*Aufgaben*.
A) Können Sie den Lesetext zum A*-Algorithmus vollständig und wortgetreu wiedergeben?
B) Welche Zeilen der Datensätze enthalten das Wort „door“? Geben Sie jede dieser Zeilen zurück und achten Sie dabei auf Groß- und Kleinschreibung.

*Lesetext*.
Der sollte doch für mein Problem genau passend sein 
Oder stoß ich da auf schwerigkeiten?

so long


----------



## Marco13 (9. Okt 2007)

Nö, der ist auch OK. 

BTW: Auf einer "echten" Landkarte kann man eine ziemlich triviale Heuristik für den A* angeben: Die Luftlinien-Entfernung. Damit könnte (vor allem bei GROSSEN Karten) der A* schneller sein, aber bei weniger als 10000 Knoten dürfte das noch egal sein...


----------



## Gast (9. Okt 2007)

Du noob!


----------



## Gast (9. Okt 2007)

@zukuu du bist mit noob gemeint


----------



## Paddy (9. Okt 2007)

Sehr kompliziertes Thema. Es ist jedoch möglich durch Graphen-Klassen den Algorithmus zu vereinfachen. Durch Wikipedia wirst du beim Algorithmus einige Hilfestellungen bekommen.


----------



## Marco14 (9. Okt 2007)

Gast hat gesagt.:
			
		

> Du noob!



Selber n00b!


----------



## Marco13 (9. Okt 2007)

(Auszug aus einem Datensatz)
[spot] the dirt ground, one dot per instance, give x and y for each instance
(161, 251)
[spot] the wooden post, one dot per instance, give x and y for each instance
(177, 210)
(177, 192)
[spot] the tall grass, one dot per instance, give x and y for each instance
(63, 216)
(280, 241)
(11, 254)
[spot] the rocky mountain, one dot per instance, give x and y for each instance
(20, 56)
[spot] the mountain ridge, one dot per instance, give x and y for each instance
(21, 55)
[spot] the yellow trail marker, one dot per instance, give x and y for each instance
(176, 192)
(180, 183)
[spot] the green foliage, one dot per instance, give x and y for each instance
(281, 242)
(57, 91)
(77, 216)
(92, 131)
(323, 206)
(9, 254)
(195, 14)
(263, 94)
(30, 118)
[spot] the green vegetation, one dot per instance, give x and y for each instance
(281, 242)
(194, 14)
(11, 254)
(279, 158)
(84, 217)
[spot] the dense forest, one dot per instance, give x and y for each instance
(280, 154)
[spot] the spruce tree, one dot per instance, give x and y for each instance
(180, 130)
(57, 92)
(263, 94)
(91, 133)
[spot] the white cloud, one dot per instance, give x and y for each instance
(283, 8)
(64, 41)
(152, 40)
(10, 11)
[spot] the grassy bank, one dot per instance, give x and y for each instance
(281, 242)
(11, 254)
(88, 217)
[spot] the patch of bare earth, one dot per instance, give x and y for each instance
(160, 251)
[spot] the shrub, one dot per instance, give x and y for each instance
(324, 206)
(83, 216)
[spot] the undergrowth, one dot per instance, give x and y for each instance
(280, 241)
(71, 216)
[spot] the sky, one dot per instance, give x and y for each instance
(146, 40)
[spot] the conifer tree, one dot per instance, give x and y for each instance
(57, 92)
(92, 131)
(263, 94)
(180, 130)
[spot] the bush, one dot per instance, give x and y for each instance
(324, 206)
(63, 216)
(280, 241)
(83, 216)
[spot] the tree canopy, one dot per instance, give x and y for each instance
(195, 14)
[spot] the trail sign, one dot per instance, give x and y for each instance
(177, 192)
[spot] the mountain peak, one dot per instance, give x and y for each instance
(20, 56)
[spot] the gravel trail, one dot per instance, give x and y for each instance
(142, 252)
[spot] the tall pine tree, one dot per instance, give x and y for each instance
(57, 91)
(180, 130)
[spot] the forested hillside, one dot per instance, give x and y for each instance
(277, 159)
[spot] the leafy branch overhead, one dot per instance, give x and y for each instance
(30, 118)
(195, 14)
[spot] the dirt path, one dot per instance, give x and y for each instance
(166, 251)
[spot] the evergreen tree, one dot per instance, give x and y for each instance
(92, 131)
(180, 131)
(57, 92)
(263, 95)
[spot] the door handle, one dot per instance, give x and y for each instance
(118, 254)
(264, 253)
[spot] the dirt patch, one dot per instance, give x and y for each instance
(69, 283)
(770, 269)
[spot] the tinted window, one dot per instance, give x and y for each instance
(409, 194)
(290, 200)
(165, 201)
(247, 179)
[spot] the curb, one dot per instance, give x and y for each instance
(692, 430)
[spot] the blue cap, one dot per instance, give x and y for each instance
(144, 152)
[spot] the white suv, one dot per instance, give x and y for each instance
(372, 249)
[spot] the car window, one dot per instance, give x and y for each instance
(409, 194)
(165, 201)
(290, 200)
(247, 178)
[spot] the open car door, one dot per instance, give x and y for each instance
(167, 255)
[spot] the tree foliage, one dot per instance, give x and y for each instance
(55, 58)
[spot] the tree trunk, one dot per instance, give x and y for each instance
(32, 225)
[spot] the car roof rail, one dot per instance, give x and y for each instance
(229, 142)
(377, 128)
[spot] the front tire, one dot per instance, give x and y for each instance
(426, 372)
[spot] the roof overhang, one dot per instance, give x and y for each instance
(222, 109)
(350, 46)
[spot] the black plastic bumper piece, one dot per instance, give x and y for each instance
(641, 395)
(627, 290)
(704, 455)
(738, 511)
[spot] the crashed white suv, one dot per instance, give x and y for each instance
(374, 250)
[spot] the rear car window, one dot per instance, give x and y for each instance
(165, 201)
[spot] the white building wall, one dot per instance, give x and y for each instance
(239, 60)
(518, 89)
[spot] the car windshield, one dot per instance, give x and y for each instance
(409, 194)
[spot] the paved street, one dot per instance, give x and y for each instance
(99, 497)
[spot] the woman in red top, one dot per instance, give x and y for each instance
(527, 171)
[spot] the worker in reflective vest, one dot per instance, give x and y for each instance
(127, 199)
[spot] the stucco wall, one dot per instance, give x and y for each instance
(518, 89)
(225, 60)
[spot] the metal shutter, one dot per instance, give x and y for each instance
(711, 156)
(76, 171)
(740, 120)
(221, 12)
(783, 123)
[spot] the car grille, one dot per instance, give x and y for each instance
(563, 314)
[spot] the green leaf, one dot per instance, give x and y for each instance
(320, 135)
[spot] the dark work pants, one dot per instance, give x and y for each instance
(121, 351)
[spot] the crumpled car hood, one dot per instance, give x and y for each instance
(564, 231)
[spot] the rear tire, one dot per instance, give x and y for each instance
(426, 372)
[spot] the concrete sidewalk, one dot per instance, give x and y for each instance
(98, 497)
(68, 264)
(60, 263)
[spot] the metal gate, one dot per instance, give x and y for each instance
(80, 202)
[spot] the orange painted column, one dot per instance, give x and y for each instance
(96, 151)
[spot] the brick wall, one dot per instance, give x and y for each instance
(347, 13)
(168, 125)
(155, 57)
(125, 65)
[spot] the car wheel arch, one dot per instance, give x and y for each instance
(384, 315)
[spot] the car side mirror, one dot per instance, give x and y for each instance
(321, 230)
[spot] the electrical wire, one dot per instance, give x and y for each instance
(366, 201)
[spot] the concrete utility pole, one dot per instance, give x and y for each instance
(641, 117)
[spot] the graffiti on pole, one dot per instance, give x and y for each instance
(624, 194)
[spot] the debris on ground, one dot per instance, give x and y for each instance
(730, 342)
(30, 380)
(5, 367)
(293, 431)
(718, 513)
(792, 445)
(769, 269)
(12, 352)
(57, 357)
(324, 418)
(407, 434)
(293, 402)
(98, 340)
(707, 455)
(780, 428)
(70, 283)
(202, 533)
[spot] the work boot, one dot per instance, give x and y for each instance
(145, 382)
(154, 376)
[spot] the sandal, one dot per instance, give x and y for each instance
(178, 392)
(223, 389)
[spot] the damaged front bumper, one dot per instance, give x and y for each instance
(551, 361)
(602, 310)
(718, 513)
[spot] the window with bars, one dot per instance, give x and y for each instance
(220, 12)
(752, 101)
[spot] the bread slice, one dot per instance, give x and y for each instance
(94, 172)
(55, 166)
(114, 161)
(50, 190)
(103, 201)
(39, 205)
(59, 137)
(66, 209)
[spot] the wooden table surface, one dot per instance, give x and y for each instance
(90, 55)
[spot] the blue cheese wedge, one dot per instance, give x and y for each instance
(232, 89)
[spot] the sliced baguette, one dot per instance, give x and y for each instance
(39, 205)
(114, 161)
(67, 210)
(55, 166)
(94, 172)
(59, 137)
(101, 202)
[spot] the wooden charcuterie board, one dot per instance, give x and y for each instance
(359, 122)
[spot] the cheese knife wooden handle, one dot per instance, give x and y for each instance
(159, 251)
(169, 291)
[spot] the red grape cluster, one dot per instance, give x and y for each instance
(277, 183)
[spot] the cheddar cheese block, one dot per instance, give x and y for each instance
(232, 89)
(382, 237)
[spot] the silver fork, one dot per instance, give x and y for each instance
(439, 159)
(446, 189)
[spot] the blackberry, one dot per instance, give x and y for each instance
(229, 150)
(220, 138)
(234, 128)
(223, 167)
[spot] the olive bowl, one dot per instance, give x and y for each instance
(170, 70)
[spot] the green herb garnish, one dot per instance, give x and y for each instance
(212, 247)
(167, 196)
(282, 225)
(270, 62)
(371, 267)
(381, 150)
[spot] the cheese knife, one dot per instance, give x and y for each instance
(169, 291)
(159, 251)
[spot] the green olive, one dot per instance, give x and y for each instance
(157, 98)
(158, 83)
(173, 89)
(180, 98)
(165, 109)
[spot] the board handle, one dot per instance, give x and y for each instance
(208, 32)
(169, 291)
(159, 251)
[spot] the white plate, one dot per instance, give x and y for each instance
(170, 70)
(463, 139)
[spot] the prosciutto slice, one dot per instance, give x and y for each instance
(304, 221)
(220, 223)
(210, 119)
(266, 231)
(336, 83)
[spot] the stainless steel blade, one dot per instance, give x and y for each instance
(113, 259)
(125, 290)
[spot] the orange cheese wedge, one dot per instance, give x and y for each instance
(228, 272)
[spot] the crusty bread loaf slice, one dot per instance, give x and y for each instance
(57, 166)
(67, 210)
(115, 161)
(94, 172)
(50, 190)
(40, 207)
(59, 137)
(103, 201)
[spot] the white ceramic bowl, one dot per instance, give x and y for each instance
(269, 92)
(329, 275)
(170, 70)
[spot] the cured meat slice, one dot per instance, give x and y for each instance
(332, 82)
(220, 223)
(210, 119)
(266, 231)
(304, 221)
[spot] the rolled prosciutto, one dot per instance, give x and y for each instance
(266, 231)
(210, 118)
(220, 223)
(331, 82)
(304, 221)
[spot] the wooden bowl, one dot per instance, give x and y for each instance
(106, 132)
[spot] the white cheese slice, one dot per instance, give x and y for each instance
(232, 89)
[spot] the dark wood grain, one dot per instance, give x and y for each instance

*Ergebnisse je Aufgabe*.
A)
Der sollte doch für mein Problem genau passend sein 
Oder stoß ich da auf schwerigkeiten?

so long


----------



## Marco13 (9. Okt 2007)

Nö, der ist auch OK. 

BTW: Auf einer "echten" Landkarte kann man eine ziemlich triviale Heuristik für den A* angeben: Die Luftlinien-Entfernung. Damit könnte (vor allem bei GROSSEN Karten) der A* schneller sein, aber bei weniger als 10000 Knoten dürfte das noch egal sein...


----------



## Gast (9. Okt 2007)

Du noob!


----------



## Gast (9. Okt 2007)

@zukuu du bist mit noob gemeint


----------



## Paddy (9. Okt 2007)

Sehr kompliziertes Thema. Es ist jedoch möglich durch Graphen-Klassen den Algorithmus zu vereinfachen. Durch Wikipedia wirst du beim Algorithmus einige Hilfestellungen bekommen.


----------



## Marco14 (9. Okt 2007)

Gast hat gesagt.:
			
		

> Du noob!



Selber n00b!


----------



## Marco13 (9. Okt 2007)

B)
[spot] the door handle, one dot per instance, give x and y for each instance
[spot] the open car door, one dot per instance, give x and y for each instance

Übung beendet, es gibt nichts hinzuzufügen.